SUPPLIED MATERIAL Start Marker

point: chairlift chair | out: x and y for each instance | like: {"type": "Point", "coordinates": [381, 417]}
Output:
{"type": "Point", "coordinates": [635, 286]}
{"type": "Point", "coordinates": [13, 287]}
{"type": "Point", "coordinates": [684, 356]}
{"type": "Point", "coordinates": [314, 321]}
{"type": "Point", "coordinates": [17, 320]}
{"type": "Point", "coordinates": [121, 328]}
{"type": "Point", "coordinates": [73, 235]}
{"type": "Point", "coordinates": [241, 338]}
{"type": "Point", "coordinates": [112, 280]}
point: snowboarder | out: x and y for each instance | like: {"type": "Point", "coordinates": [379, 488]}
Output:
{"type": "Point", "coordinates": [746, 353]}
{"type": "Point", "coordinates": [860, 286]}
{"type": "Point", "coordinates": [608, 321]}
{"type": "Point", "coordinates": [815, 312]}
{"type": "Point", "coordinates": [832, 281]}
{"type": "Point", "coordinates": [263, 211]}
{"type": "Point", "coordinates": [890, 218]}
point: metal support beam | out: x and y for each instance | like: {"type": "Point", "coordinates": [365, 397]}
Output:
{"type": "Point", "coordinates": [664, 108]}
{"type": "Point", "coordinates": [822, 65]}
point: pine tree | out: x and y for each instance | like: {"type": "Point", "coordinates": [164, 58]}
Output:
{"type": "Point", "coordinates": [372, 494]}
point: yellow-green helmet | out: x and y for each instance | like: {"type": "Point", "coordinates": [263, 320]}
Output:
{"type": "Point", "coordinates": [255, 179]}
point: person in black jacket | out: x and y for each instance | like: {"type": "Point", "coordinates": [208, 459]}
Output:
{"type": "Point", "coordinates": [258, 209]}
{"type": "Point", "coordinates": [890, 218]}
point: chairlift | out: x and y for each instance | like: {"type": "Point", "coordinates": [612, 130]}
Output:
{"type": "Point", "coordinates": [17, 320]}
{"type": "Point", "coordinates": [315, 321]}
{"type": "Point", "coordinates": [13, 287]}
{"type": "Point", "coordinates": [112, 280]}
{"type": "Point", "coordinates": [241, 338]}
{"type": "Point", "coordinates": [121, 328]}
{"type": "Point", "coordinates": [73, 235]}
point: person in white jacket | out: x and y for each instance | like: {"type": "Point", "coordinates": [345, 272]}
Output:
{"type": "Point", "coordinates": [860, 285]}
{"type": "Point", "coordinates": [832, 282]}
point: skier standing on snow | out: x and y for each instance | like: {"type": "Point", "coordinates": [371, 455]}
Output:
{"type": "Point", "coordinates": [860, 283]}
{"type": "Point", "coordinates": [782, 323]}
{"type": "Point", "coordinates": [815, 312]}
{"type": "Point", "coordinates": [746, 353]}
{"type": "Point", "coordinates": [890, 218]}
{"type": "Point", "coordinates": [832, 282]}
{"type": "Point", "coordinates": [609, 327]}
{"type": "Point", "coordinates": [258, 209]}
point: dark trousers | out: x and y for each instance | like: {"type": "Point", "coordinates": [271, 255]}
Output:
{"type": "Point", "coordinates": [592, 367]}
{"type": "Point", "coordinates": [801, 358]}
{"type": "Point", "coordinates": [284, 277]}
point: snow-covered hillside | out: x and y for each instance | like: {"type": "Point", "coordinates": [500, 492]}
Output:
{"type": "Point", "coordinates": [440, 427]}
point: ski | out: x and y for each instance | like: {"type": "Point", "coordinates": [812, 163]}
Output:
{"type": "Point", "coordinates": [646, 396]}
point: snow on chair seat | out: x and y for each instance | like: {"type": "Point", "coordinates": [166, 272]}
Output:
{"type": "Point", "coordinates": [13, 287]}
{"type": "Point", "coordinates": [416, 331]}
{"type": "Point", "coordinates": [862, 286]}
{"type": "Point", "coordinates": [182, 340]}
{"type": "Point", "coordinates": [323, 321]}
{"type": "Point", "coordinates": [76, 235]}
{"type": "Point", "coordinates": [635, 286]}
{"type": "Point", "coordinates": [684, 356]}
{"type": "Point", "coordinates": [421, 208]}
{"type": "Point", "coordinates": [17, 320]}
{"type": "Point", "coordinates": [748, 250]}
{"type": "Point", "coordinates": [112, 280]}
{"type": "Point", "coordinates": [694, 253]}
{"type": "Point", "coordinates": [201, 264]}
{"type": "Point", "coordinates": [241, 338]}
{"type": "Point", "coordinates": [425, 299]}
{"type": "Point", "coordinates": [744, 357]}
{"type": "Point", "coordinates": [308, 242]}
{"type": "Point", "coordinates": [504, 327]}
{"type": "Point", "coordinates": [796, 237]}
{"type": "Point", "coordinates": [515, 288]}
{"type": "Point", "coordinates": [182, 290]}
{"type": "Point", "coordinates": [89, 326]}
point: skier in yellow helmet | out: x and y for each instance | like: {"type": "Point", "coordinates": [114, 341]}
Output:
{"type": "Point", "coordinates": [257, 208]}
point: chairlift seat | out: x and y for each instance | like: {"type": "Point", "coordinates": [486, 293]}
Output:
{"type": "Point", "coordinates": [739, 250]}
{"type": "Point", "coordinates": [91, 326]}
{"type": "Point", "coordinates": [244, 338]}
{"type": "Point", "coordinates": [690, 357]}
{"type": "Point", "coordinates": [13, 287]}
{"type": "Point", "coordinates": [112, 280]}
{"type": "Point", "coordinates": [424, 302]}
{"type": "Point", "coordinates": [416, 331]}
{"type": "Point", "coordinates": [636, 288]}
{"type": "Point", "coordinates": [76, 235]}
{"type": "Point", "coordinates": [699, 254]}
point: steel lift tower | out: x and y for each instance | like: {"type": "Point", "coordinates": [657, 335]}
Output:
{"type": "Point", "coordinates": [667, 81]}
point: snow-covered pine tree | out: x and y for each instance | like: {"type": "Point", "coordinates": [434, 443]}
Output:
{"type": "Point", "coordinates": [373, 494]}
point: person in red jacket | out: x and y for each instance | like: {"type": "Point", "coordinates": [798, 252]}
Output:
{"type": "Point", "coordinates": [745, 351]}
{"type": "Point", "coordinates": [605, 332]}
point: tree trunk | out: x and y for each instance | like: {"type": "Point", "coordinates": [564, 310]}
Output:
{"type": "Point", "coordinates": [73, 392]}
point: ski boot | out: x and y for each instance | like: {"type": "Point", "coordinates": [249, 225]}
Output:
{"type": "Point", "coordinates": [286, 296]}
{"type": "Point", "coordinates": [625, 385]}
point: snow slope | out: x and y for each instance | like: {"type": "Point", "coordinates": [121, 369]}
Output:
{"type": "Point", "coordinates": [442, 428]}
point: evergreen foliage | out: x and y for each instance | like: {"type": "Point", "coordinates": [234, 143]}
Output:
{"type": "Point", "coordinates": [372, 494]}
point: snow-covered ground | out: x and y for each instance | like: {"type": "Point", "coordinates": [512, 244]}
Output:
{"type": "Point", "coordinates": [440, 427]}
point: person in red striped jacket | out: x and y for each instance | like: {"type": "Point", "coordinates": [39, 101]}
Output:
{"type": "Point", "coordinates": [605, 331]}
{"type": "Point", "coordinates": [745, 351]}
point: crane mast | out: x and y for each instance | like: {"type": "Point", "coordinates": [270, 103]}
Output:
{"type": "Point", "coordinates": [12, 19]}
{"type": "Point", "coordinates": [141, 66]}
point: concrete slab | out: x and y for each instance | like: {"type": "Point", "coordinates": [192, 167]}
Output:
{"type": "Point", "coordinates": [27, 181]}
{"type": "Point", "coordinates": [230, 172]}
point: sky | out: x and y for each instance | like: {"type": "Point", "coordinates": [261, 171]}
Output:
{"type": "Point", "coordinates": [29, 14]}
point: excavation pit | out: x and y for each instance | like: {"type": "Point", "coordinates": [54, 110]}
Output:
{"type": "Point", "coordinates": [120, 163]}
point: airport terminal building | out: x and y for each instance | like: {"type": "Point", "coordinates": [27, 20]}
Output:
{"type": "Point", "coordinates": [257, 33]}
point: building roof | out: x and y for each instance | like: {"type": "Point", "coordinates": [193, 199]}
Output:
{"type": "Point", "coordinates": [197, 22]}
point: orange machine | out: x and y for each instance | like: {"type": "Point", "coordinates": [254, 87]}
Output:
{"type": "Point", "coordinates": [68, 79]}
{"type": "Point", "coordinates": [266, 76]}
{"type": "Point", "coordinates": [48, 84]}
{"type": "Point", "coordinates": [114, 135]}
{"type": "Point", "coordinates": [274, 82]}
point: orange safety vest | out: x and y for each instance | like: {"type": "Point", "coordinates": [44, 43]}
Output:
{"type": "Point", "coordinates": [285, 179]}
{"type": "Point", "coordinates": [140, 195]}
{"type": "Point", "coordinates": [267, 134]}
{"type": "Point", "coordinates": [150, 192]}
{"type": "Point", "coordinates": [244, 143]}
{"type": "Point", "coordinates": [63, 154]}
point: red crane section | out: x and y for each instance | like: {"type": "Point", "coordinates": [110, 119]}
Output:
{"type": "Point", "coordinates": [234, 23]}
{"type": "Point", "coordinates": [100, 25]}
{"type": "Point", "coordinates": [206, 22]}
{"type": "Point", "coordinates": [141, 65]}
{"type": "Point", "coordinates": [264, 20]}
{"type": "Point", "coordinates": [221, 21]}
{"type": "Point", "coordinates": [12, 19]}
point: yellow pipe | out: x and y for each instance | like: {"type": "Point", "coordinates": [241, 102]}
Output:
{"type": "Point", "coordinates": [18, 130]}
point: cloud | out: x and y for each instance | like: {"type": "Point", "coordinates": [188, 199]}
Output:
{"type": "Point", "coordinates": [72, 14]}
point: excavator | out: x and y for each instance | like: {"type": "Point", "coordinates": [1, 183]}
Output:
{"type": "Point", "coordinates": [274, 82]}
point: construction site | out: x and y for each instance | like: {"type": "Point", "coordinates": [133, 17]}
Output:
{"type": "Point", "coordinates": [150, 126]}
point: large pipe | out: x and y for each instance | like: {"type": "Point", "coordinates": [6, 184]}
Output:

SUPPLIED MATERIAL End Marker

Say how many lines contain "helmet" in the material above; the number is the whole answer.

2